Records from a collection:
● ● ● ● ● ● ●

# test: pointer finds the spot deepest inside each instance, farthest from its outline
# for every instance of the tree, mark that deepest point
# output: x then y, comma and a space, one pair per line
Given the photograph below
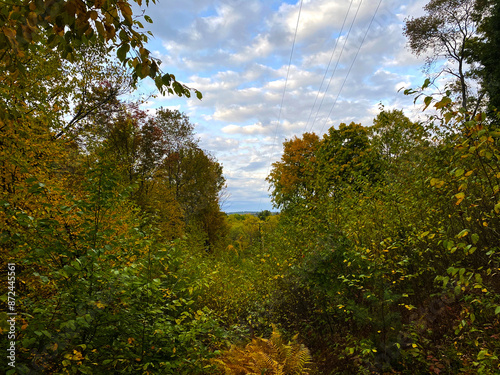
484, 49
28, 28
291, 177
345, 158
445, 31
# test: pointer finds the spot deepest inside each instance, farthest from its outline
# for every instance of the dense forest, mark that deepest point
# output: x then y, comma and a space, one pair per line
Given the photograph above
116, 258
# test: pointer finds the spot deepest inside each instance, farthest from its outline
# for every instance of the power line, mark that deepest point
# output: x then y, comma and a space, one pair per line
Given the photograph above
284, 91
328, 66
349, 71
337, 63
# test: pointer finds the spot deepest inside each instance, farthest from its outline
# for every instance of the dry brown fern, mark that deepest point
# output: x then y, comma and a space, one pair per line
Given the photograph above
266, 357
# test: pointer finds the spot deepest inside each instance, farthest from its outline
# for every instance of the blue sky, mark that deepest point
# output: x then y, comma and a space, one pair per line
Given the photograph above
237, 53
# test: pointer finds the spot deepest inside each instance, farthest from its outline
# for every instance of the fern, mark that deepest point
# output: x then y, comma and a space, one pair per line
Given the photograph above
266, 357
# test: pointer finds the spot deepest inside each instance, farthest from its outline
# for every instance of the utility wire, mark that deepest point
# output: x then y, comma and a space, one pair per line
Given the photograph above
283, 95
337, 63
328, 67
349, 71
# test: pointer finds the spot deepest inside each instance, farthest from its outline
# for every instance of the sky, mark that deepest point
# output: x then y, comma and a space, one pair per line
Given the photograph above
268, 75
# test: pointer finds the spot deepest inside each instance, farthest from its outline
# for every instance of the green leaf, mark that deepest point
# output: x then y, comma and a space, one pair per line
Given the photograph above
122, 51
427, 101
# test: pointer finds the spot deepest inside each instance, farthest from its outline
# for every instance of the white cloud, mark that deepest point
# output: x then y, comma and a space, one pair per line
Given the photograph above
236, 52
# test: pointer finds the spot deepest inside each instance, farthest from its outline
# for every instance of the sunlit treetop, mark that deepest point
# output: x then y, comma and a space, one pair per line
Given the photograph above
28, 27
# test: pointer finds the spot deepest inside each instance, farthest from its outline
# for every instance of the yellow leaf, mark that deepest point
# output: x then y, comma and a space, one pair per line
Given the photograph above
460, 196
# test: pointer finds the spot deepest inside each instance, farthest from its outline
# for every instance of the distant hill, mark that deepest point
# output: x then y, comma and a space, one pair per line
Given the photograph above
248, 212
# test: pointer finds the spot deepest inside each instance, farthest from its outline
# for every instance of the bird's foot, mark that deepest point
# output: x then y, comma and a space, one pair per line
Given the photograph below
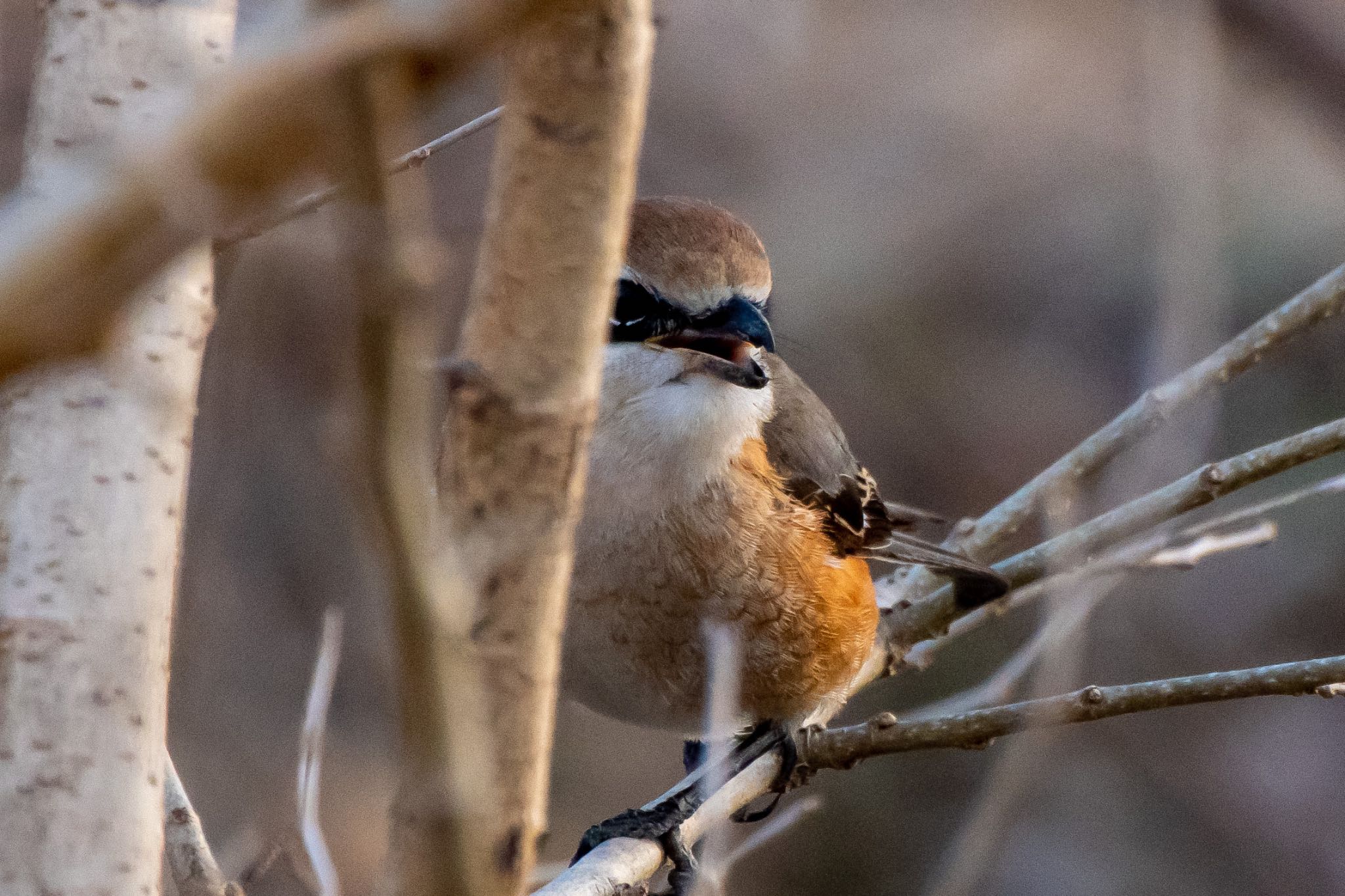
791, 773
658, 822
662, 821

● ● ● ● ● ● ●

**Your objective**
Leave out the pictures and output every record above precisely as given.

**Response to the exercise**
# test: pointer finds the spot deepest inside each instance, farthest from its outline
# for every instance of the tree, mark that deepest point
# output: x then y, comma and a space, one pair per line
Given the photograph below
484, 49
28, 28
291, 177
345, 158
445, 31
# test: pointer finds the spot deepest inside each instance, farthest from its outline
# for every instance of the dense forest, mark that deepest point
# output: x then y, comma and a space, one pair per line
Given the photograph above
116, 258
# test: pointer finds the spot deepest inside each instance, farthest from its outline
# for every instance of the power line, mark that deepest point
# output: x then y, comma and a space, one pair per line
Given the photograph above
284, 91
328, 66
349, 71
337, 63
# test: pointer finds the spot deepest inside each instance, farthest from its outline
# for every instance of the dry brown fern, mark that deepest point
# output: x then y, comma and a space, one pair per line
Given the photograph above
266, 357
# test: pointer finds the spot deepest inside each instance, farthest from its outline
# for every instance of the blue sky, mark that deepest point
# output: x then y, comma and a space, one pair per line
Given the photograph above
237, 53
# test: pointer finds the spot deepest inside each instance, farthest from its outline
# for every instance of the fern, mark that deepest point
# output: x then y, comma and a space, one pair per line
Given the photograph above
266, 357
# test: pointer finds the spot deepest inside each instance, farthest from its outline
# for every instance of the utility wire, mark that deepest point
# output: x then y, comma and a space, one pair per line
Given the photograph above
283, 95
337, 63
328, 67
349, 71
# test: pointer finds the spot deepest inside each instance, farthest from its outline
# for every instance of the sky, mark that deepest point
# output: x then y, comma and a space, one pair per line
Given the photograph above
268, 75
# test: pointer finds the spot deepest inside each instance, farthest from its outline
# for every instance of the green leaf, mark that deepest point
# output: x then y, comma and a space, one pair per line
Given the photograph above
122, 51
427, 101
# test: pointer finds the spot deepest inside each instance, farthest from its outline
# for every instance of the white cloud, mark that deepest point
# output: x then y, comma and a space, one pair per line
Given the photograph above
236, 52
# test: pointer finds the spot deepest inside each instance, farthest from its outline
# for every instance of the sunlit treetop, mark that deepest point
# output: x then y, comma and a space, one pair per line
Given the photograph above
28, 27
# test: pointer finds the spot deepest inside each instance, farthest from its outline
# for every instance of the yellow leaf, mark that deepest point
# output: x then y, comma and a space, one pair per line
Given the photograph above
460, 196
# test: pointer finds the spot deepest inside each instance, farthest from its outline
# for every instance of the distant hill, mark that deepest point
# output: x then y, comma and a space, one pair per line
Given the photograph above
248, 212
# test: pointer finds the spot deepest inside each instance, farthest from its outline
# for every instance of the bird's foot, mark that deepest point
# output: x then y, comma and a space, one pair per line
Given the photograph below
791, 773
658, 822
662, 821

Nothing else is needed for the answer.